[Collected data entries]
-- start --

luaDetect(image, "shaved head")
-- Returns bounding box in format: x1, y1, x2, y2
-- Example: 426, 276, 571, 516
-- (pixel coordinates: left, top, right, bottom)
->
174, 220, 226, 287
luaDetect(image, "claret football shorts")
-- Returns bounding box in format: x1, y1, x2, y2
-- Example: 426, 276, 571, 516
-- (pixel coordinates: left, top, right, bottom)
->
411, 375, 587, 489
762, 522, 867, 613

-- end --

Task goal:
Format every line of the rows above as a numbered list, and omit any blank lines.

Task answer:
1. luaDetect(image, "shaved head")
2. -- Returns bounding box in format: x1, y1, x2, y2
3. -- Example: 426, 276, 571, 516
4. -- (pixel coordinates: left, top, right, bottom)
5. ->
6. 174, 220, 226, 287
7. luaDetect(image, "claret football shorts")
8. -- Returns bounding box in format: x1, y1, x2, y2
9. -- Example: 426, 276, 571, 516
10. -- (pixel coordinates: left, top, right, bottom)
11. ->
12. 411, 375, 587, 489
13. 762, 522, 867, 613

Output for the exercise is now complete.